• YOUR ASSIGNMENT
Take the data that follows and retype it word for word.

(Point localization data)
╔══

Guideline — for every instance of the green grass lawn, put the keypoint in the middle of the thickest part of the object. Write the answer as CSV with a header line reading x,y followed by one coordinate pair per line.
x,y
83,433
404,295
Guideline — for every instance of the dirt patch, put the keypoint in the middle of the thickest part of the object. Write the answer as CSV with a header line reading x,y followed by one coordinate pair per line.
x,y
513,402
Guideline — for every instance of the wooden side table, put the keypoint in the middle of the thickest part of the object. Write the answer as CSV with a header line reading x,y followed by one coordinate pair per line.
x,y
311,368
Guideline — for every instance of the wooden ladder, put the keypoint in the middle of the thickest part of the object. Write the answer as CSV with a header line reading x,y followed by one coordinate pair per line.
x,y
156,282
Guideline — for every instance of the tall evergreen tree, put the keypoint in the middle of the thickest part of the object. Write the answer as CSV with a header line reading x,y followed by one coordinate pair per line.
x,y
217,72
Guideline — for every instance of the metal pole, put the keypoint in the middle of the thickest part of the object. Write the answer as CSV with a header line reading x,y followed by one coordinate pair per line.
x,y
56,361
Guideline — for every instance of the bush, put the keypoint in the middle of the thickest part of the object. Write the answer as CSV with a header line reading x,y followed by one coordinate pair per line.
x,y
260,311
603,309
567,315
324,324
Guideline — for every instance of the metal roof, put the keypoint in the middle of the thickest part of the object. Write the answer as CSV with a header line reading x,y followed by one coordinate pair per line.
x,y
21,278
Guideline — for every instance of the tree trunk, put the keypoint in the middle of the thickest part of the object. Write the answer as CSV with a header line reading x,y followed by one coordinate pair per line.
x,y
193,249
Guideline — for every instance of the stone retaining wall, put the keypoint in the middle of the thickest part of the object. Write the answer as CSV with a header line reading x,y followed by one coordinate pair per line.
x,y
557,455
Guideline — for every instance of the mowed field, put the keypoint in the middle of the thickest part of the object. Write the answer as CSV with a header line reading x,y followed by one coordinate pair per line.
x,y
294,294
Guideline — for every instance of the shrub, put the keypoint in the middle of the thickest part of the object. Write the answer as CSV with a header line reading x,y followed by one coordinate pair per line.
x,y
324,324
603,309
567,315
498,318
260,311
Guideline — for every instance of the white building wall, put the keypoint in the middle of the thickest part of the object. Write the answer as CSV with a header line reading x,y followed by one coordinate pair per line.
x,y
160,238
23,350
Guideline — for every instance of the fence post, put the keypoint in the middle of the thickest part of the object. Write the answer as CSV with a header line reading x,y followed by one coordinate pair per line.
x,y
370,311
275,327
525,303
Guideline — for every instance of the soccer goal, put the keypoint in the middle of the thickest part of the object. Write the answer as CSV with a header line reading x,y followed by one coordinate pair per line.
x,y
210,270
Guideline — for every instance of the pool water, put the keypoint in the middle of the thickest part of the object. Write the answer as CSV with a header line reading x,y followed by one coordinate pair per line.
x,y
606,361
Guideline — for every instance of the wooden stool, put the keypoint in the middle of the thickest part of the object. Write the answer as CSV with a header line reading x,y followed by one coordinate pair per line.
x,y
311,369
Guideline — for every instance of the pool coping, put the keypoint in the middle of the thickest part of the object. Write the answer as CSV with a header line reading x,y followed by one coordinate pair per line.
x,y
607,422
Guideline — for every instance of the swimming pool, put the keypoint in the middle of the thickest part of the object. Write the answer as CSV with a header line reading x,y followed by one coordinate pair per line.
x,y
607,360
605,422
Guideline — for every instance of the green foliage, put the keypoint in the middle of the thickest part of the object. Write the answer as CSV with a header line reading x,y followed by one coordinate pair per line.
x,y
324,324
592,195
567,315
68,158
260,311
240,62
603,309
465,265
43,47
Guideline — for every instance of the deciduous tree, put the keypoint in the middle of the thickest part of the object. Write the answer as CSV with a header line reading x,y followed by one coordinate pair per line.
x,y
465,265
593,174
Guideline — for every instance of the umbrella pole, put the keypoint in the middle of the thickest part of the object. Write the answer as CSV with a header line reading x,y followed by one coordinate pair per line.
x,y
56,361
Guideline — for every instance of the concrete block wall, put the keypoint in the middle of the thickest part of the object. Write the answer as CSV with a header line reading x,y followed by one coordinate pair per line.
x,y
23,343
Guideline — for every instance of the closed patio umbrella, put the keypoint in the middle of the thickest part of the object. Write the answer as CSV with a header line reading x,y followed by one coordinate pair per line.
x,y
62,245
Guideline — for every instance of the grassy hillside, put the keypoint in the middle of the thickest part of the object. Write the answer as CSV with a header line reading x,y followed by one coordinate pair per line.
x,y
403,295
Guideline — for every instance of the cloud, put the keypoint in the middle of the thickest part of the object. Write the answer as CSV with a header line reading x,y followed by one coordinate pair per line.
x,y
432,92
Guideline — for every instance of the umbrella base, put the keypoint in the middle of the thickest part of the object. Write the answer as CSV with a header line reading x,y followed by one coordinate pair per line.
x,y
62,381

╚══

• RESULT OF THE EXERCISE
Guideline — for every instance of the green grass lawn, put the keypoint in the middle of the thickest part of the object. Write the answer as CSV with a header line reading x,y followed by one coordinate pair per line.
x,y
83,433
404,295
Guideline — for every instance of the dirt patch, put the keypoint in the middle of the thickest part of the object. Write the answer as CSV with a header line reading x,y followed by one coordinate pair per line.
x,y
513,402
Guideline — for every instance of the wooden side table, put the keypoint in the middle of the thickest part of the object. Write the answer as CSV with a header line reading x,y followed by one coordinate pair per line.
x,y
311,368
Guideline — for every instance of the wooden ladder, put the keypoint in the middle of the thickest part of the object. Write the answer as CSV with a header line reading x,y followed by one coordinate pair per line.
x,y
156,282
Guideline — for every instance of the tall evergreen tree, put the keypoint in the middle of the thickest part of the object. Write the answer as CSV with a header line reading x,y followed by one coordinate pair per line.
x,y
217,72
Guideline — for every instance of the metal pole, put the keypoint in the middle of the thickest part of the object. Write the answer as CSV with a header line reading x,y followed by one coordinate pair per line.
x,y
56,361
Guideline — for every instance of the bush, put the keypoint in the middle of the thickest part of the object. Write the answer as CSV with a header line reading x,y followed by one coordinate pair per line.
x,y
260,311
603,309
567,315
324,324
Guideline — for every instance of the metal roof, put the keypoint in the middle of the thickest part of the object. Write the answer as CSV with a header line reading x,y followed by one coordinate pair per line.
x,y
21,278
Guideline — for every instance of the tree trunk, put the keypoint in the middle of the thickest part of the object. Write the answer as CSV with a header line reading x,y followed by one coordinate pair per line.
x,y
193,249
Guideline — for every instance of the stone retaining wall, put the keypoint in the middle of the thickest part of the object. Write the answer as CSV with a header line reading x,y followed by one coordinate pair per line.
x,y
557,455
Guideline — for every instance of the mowed field, put the keypoint in the middle of the thickest part of the object. Write the answer as CSV with a header line reading x,y followed by one coordinate pair per line.
x,y
294,294
Guideline — for every instance of the shrub, put the keypoint in the middle of the thickest part of the object. Write the answer as CSV with a header line reading x,y followed by one coordinate pair per line.
x,y
324,324
603,309
567,315
498,318
260,311
Guideline — for every instance of the white building wall, put the keypoint in the middle of the thickest part of the object. Write the answer as CSV with a header line reading x,y followed by one coordinate pair per line.
x,y
160,238
23,350
Guideline — for every instance of the fence post, put the keypoint in the middle of the thickest part of the object. Write the answer as CSV with a header line reading x,y followed by one coordinate pair per line.
x,y
370,311
275,327
525,303
Guideline — for every instance of the soccer goal, put the keypoint in the middle of the thickest part of the object. Write the answer as CSV with a header line reading x,y followed by one coordinate pair per line.
x,y
210,270
Guideline — for every instance of the pool water, put the keypoint in the middle of the thickest part of the object. Write the answer as CSV with a header line reading x,y followed by one coordinate pair per line.
x,y
606,361
Guideline — for every instance of the wooden stool, put the keypoint in the middle of the thickest part of the object. Write the answer as CSV with a header line reading x,y followed by one coordinate pair per line.
x,y
311,369
Guideline — for every instance of the pool coping, put the keypoint in the middle of the thickest part of the object. Write the answer as CSV with a header line reading x,y followed by one coordinate pair per line.
x,y
607,422
Guideline — for every instance of the swimming pool, put the keypoint in the middle of the thickest part of the object. Write the answer as CSV with a header line reading x,y followed by one coordinate pair per line.
x,y
607,360
605,422
Guideline — for every instance of the green foliage, put the keypoint in the middle of the thickest part of the object. Write the answer as CSV with a header line reading x,y followed by one coordinate pair per line.
x,y
324,324
592,195
567,315
68,158
260,311
240,62
603,309
465,265
43,47
Guideline — for every instance of the deciduous tree, put the keypoint in the middle of the thickest part of the object. Write the answer as CSV with a header line reading x,y followed by one coordinate pair per line.
x,y
465,265
593,174
Guideline — for every instance of the umbrella pole, put the keypoint in the middle of the thickest part of the object. Write the answer as CSV with a header line reading x,y followed by one coordinate pair per line.
x,y
56,361
Guideline — for every instance of the concrete block wall, put the keypoint in the middle of the thickest part of the object. Write the answer as CSV with a header line reading x,y followed by one coordinate pair per line.
x,y
23,343
Guideline — for every instance of the closed patio umbrella, put the keypoint in the middle of the thickest part of the object. Write the answer as CSV with a header line reading x,y followed by one coordinate pair per line.
x,y
62,245
Guideline — for every instance of the grassy hillside, put the keypoint in the middle of the thickest part of the object. Write the answer as CSV with a header line reading x,y followed by one coordinate pair per line.
x,y
403,295
Guideline — for every instance of the cloud, put the keypoint in the middle of the thickest part of the object. Write the answer as CSV with a header line reading x,y followed by one coordinate pair per line.
x,y
432,92
Guideline — for every instance of the umbrella base, put the keypoint in the middle of the thickest part of the object. Write the answer as CSV with a header line reading x,y followed by one coordinate pair per line.
x,y
62,381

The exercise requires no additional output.